=== INSTRUCTIONS FOR THE TASK ===
Please produce a character-exact copy of the listing that follows, omitting all images.

---------- EXTRACTED MATERIAL ----------

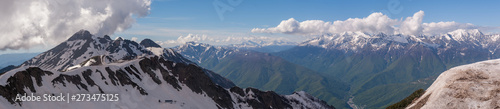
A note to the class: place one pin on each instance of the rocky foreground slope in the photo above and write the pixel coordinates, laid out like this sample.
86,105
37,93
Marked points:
142,75
473,86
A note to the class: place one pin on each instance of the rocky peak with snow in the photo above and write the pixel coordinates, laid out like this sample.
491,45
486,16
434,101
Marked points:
356,41
98,65
193,51
149,43
472,86
262,43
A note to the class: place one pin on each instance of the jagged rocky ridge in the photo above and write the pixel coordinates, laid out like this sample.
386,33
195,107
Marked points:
142,75
376,65
249,68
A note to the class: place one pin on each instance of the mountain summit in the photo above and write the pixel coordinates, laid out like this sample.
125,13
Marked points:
138,76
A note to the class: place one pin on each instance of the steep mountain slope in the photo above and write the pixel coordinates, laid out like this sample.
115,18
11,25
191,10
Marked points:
469,86
264,46
15,58
264,71
141,80
373,63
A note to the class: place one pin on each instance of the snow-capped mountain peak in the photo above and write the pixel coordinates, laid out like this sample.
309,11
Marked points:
135,75
465,34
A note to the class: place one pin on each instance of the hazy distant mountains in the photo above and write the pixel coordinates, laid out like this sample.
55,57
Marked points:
264,71
378,64
380,69
143,75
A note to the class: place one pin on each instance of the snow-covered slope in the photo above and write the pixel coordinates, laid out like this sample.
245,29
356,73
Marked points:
143,78
262,43
355,41
473,86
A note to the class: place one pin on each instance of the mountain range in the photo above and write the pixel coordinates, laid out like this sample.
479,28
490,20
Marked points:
264,71
379,69
382,69
142,74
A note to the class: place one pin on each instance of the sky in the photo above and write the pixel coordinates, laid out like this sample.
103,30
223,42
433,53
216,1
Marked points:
219,22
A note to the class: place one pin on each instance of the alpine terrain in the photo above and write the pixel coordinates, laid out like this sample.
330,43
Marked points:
473,86
249,68
383,69
143,75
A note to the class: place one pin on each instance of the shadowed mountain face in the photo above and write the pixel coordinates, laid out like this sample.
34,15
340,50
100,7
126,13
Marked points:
265,71
141,75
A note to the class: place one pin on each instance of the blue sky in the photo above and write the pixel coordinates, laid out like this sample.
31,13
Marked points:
182,17
173,22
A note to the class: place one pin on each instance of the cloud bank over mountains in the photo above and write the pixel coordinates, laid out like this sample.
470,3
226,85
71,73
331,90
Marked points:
28,23
374,23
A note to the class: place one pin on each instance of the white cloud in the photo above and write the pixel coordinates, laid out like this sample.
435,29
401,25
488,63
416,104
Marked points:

----------

=== ANSWER TO THE EXERCISE ===
A note to the class: place one pin on each instance of the rocky foreground slope in the photo above and write the pixel coordinates, laid out like this sample.
86,105
37,93
Marked points:
142,75
473,86
A note to the class: place one pin on each instance of the rocky peak with snow in the photo above and write the pixel coordinates, laid out like this sample.
491,45
486,16
434,101
Marked points:
356,41
98,65
193,51
149,43
472,86
262,43
A note to the class: place one pin on each instance of the jagged rocky ridge in the photo above and write the pixel coordinates, laid out like this sample.
386,33
195,107
Marked points:
142,75
376,65
249,68
A note to the class: place one pin on each instance of the mountain summit in the photo above and write the pixel coordinates, laid out like this sample.
125,13
Marked points:
138,76
A note to the class: place one pin on each instance of the steep mountain slope in the photo above and write the pixel coordinates, laid out like this sample.
115,18
11,25
191,10
Marked points:
469,86
264,46
15,58
264,71
141,80
373,63
A note to the class: place one pin on each instance of the snow-capped mountain peak in the photo above and write the pixel coordinates, laid out like this sample.
309,11
Marked points:
135,75
465,34
A note to the class: place one pin on each instance of the hazy distant mountains in the photo above and write the pixel coordinates, laid out like this sample.
55,57
Marked points:
264,71
378,64
380,69
143,75
A note to the class: place one pin on each instance of the snow-covered slope in the photo above and write the pixel coordinates, laid out like this sample.
245,29
356,73
Marked points:
143,78
262,43
355,41
473,86
A note to the class: place one pin on each instance of the mountain range in the photo above and write the pixel coordinates, laid out like this sample.
479,28
490,20
Marked points:
264,71
379,69
382,69
142,74
A note to the class: place one pin on each instance of the sky in the photo above and write the pixel coordinates, laid out like this sample.
103,30
223,42
433,53
216,1
Marked points:
219,22
A note to the class: place one pin on each instance of the alpine terrain in the photo above and write the pixel coordinates, laid out like this sample.
330,43
Marked points:
473,86
249,68
383,69
143,75
A note to the class: place one pin on each instance of the shadowed mountain face in the photo above and write the pixel coordinates, laid out like this sample.
34,15
340,50
100,7
126,13
Marked points:
265,71
141,75
A note to the class: place one pin on each instance of the blue sky in the photo above and write the pixel coordinates, laid out like this sample.
31,13
Marked points:
182,17
173,22
A note to the class: place one pin on each instance of the cloud bank over mountains in the photo above and write the pixel coordinates, laid out like this sample.
470,3
226,85
71,73
331,90
Marked points:
28,23
374,23
A note to the class: place one pin on each instance of the white cloud in the photo above and write the pixel coordinates, laid out like this sample.
435,29
401,25
488,63
416,104
Marked points:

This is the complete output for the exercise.